=== Given passage ===
[START]

The public prosecutors go over and shake hands with him!

Foreign journalists were bewildered to see this cordiality. Were they really shaking his hand?

The public advocates and the victims’ defence lawyers shake his hand too!

In some countries they would have put him in a cage. They would have taken his suit and white shirt and cropped his hair. His gleaming silk tie would have
been out of the question.

In a cage or not, there were many in the room who would willingly have seen him humiliated. And humiliation was what he himself feared most of all. Being reviled was nothing in comparison to being humiliated.

Having people uncover the cracks in him.

Tørrissen once asked him about vulnerability. ‘Do you have a vulnerable side?’ the psychiatrist had asked. ‘Not being
loved,’ Breivik answered. ‘That must be every person’s greatest fear, not being loved.’

Now he hoped for one thing. That his mother would not appear in the witness box. She had been called to give evidence, but she had asked to be excused. She was his Achilles heel, he had told the psychiatrists. She was the only one who could disconcert him now, bring the whole thing down. That was why he had
not agreed to any prison visits from her before the trial. Up to now, everything had gone as he wanted it. The eyes of the whole world were on him.

The public prosecutors and public advocates returned to their places after the handshakes. He sat down.

He sits down.

It was nine o’clock.

The judges come in.

The court rose; the two public prosecutors, the defence lawyers, the public advocates,
the public, the press, everybody rose, except for one: the defendant.

He remains in his seat. He smiles.

That is to say, he tried to conceal a smile. He sat with his legs planted wide apart. Everyone could see that he was not in shackles beneath the desk. He shifted round in the comfortable chair, which had a good, broad back. He looked round, settled himself into the chair. His eyes scanned
the rows of seats. Suddenly his lips curved into yet another smile. He had seen someone he knew. Kristian, his former friend and partner, was in the front row. What was he doing here?

Well, the tabloid
Verdens Gang
had invited him to use one of their places so he could tell their readers afterwards
what it was like to see his former friend again
. Both of them averted their eyes.

*   *   *

‘The court is in session!’

There was a quick rap of the gavel on the bench. The head judge, Wenche Elizabeth Arntzen, made an authoritative figure. She was an experienced judge, around fifty years of age. She had short, greying hair, clear blue eyes and a thin mouth. At the neck of her robe was a hint of a lace blouse.

[END]

=== Exercises ===
1. List every group the courtroom passage names as rising when the court rose.
2. Extend the courtroom passage, picking up right after the description of the head judge's robe and blouse.

=== Collected data ===
[START]

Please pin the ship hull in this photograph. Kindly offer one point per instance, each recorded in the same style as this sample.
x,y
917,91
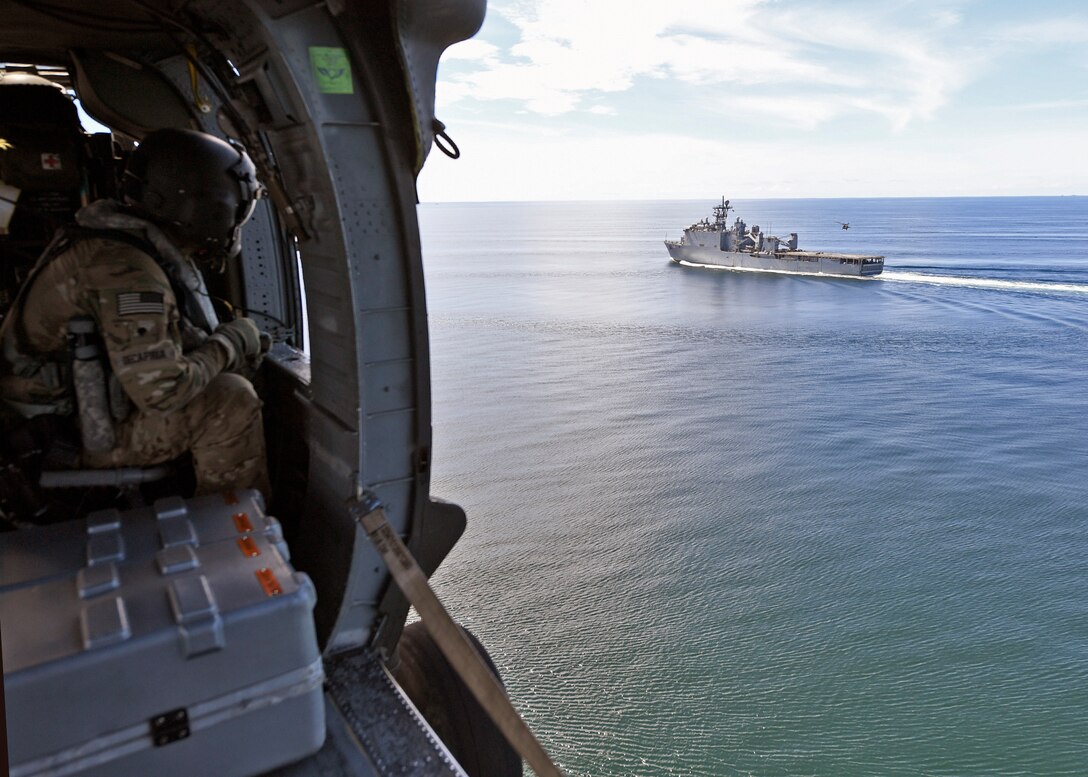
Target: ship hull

[END]

=== The responses ===
1.
- The two public prosecutors
- The defence lawyers
- The public advocates
- The public
- The press

2.
The accused wanted to set the agenda from the start, and spoke immediately.

‘I do not recognise the Norwegian court or law because your mandate has come from parties that support multiculturalism.’

He cleared his throat. The judge looked straight at him and was about to say something when he continued.

‘I am also aware that you are a friend of Gro Harlem Brundtland’s sister.’

His voice was high-pitched.

The judge asked if that meant he wished to raise a concrete objection
to her participation in the proceedings. The defence team shook their heads. Not as far as they knew.

No, he did not want that. He simply wanted to make a point.

Wenche Arntzen set out the procedural rules for the trial. She was rapid and concise. There was no time to lose here. She asked the accused to stand and confirm his full name and date of birth.

‘Anders Behring Breivik, born 13th of
February, 1979.’

He appeared meek now, and spoke in little more than a mumble.

When the judge came to his profession, she said, ‘Well, you are not working.’

Breivik protested.

‘I am a writer and I work from prison,’ he said.

He was instructed to sit down.

*   *   *

Then the charges were to be read out by the female half of the prosecution duo, the blonde and elegant Inga Bejer Engh.

‘Please
go ahead,’ said Arntzen.

Bejer Engh got to her feet. She appeared calm. In a clear voice she began to read out the charges: that he stood accused under the terrorism paragraph, §147a of the Norwegian Penal Code.

The Oslo public prosecution hereby judges that Anders Behring Breivik, in accordance with §39 or the Penal Code … should be transferred for mandatory psychiatric health care … for committing while in a psychotic state an act otherwise punishable by law.

In other words, the prosecution agreed with the first psychiatric report, which took the view that Breivik was sick and could be treated.

The charges continued. An act of terrorism, read Bejer Engh. An explosion. Loss of human life. Premeditated killings. Under severely aggravated circumstances.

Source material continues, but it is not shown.